> RECORDS SHOWN
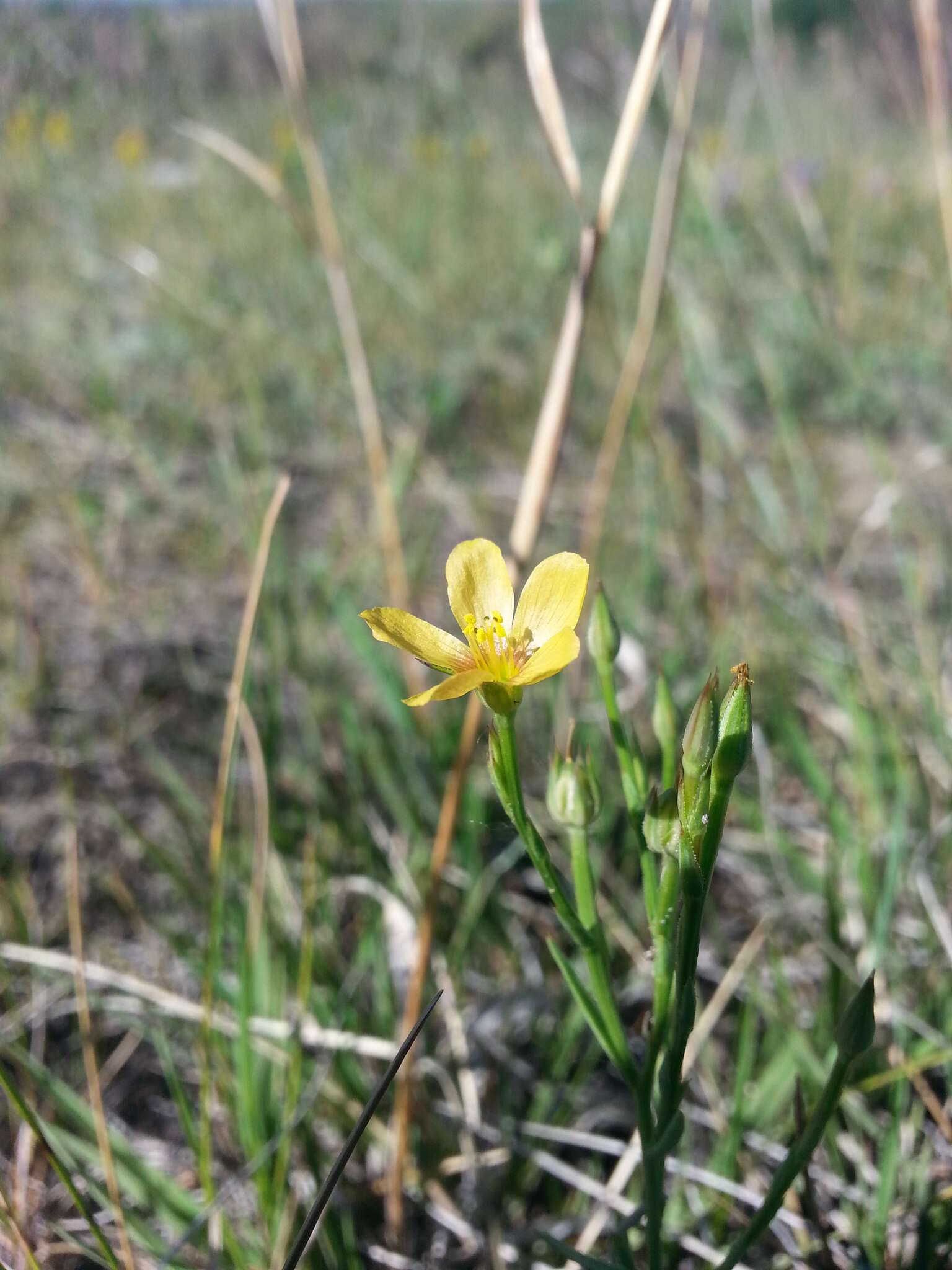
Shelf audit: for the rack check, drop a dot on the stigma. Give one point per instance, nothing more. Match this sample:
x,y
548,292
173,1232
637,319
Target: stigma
x,y
491,647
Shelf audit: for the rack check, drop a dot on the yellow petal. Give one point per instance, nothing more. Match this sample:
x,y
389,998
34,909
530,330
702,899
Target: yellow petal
x,y
552,597
478,582
437,648
456,686
550,659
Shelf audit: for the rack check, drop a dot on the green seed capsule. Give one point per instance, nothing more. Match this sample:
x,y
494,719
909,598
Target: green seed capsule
x,y
663,822
604,639
694,799
573,793
701,732
736,728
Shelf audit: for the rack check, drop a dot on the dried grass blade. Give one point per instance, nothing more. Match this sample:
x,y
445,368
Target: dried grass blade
x,y
930,38
240,158
89,1059
546,95
651,283
640,91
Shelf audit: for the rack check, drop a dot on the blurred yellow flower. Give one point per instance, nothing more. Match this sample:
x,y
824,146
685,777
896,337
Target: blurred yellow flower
x,y
58,130
19,128
430,149
512,649
131,146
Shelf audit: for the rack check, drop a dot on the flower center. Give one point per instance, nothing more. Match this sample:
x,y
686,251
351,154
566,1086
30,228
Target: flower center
x,y
493,648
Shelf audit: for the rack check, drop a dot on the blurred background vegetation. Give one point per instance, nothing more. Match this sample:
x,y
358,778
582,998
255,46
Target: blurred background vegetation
x,y
783,495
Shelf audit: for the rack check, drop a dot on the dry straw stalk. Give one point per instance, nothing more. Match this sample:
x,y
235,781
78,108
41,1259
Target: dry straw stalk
x,y
540,468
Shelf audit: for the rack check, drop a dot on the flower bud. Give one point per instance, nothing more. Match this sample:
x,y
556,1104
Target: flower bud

> TASK TO COMPLETE
Render every line of the items above as a Markdown table with the columns Row and Line, numbering the rows and skipping blank lines. Leave the pictures out.

> WRITTEN SOLUTION
| Row | Line |
|---|---|
| 1 | Shelf audit: for the rack check, drop a dot on the stigma. Give one point per instance, nothing more. Match this sample: |
| 2 | x,y |
| 3 | 548,292 |
| 4 | 173,1232 |
| 5 | 637,319 |
| 6 | Target: stigma |
| 7 | x,y |
| 8 | 491,647 |
| 9 | Shelf audit: for the rack check, drop a dot on the yellow petal. Give one point per instance, nothing more. Match this sample: |
| 10 | x,y |
| 11 | 389,998 |
| 12 | 34,909 |
| 13 | 530,330 |
| 14 | 702,899 |
| 15 | Target: yellow petal |
| 16 | x,y |
| 17 | 552,597 |
| 18 | 478,582 |
| 19 | 437,648 |
| 20 | 456,686 |
| 21 | 550,659 |
| 22 | Shelf audit: for the rack check, drop a dot on the green seed capsule. Give one point per instance, nothing more. Match this sample: |
| 23 | x,y |
| 24 | 494,719 |
| 25 | 909,598 |
| 26 | Target: green seed capsule |
| 27 | x,y |
| 28 | 663,822 |
| 29 | 604,639 |
| 30 | 694,799 |
| 31 | 573,793 |
| 32 | 701,732 |
| 33 | 736,728 |
| 34 | Shelf audit: for the rack check, drop a dot on the dried grass blade. Give one point per instance, nothing more. Match this sample: |
| 35 | x,y |
| 36 | 445,368 |
| 37 | Target: dried grass blade |
| 38 | x,y |
| 39 | 930,38 |
| 40 | 240,158 |
| 41 | 89,1059 |
| 42 | 546,95 |
| 43 | 651,283 |
| 44 | 640,91 |
| 45 | Shelf audit: for the rack check, drop a dot on the blurred yellow flower. Give one point per instance, nothing more. Match this sample: |
| 46 | x,y |
| 47 | 824,146 |
| 48 | 685,777 |
| 49 | 896,337 |
| 50 | Target: blurred yellow flower |
| 51 | x,y |
| 52 | 58,130 |
| 53 | 19,128 |
| 54 | 430,149 |
| 55 | 512,649 |
| 56 | 131,146 |
| 57 | Shelf audit: for the rack check, drop a dot on the flower center. Give one point per instance, nothing more. Match this sample: |
| 58 | x,y |
| 59 | 686,251 |
| 60 | 351,154 |
| 61 | 566,1086 |
| 62 | 30,228 |
| 63 | Target: flower center |
| 64 | x,y |
| 65 | 493,648 |
| 66 | Shelf audit: for the rack check, drop a dot on the blurred background vegetation. Give one point per instance, nothing more. Match this sample: |
| 67 | x,y |
| 68 | 358,778 |
| 69 | 582,998 |
| 70 | 255,46 |
| 71 | Target: blurred background vegetation |
| 72 | x,y |
| 73 | 783,495 |
| 74 | Shelf audit: for the rack check, drop a dot on the dry straw stalk. Give one point per instance, nothing more. Match this sample: |
| 75 | x,y |
| 76 | 235,781 |
| 77 | 78,108 |
| 78 | 41,1259 |
| 79 | Target: dry straw stalk |
| 80 | x,y |
| 81 | 540,468 |
| 82 | Shelf audit: for the rack check, drop a dot on the flower bud. Give one point per instance, nothing more. Match this sample: |
| 83 | x,y |
| 84 | 556,1104 |
| 85 | Target: flower bud |